** Begin **

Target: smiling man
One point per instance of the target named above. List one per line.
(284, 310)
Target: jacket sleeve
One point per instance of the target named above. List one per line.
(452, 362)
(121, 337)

** End **

## TASK
Copy every one of the lines above word for word, in the same order.

## TASK RESULT
Target: smiling man
One point per instance of the target named above. List one per line.
(284, 310)
Target: jacket sleeve
One point per instance of the target named above. List one per line.
(452, 362)
(121, 337)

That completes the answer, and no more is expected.